■ What is required
Extract every line of the data below that contains the string "slope", and reproduce each one in full.

■ Extracted records
+ + + + + + +
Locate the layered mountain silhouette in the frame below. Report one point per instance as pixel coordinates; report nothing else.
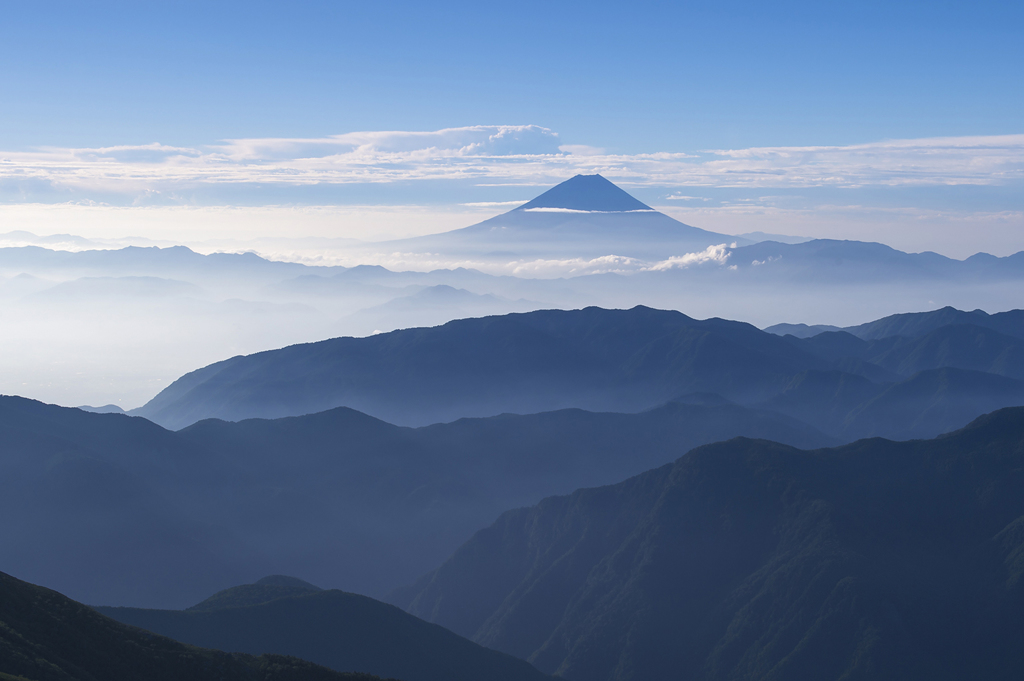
+ + + + + + +
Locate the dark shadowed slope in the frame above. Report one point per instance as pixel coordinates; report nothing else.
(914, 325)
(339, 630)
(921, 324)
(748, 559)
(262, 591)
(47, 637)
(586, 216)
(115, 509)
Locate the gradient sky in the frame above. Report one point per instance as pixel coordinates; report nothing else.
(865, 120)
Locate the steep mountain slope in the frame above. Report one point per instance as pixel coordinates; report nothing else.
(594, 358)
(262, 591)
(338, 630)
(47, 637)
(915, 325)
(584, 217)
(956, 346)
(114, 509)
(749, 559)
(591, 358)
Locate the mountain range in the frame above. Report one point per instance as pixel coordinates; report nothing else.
+ + + + + + +
■ Expected answer
Locate the dark shadowed slope in the frame above. Report one point per instance as pixel coordinates; report nothing else.
Locate the steep mountain slope in the frame above. Report one point per instance as pixel coordinates; report nothing else.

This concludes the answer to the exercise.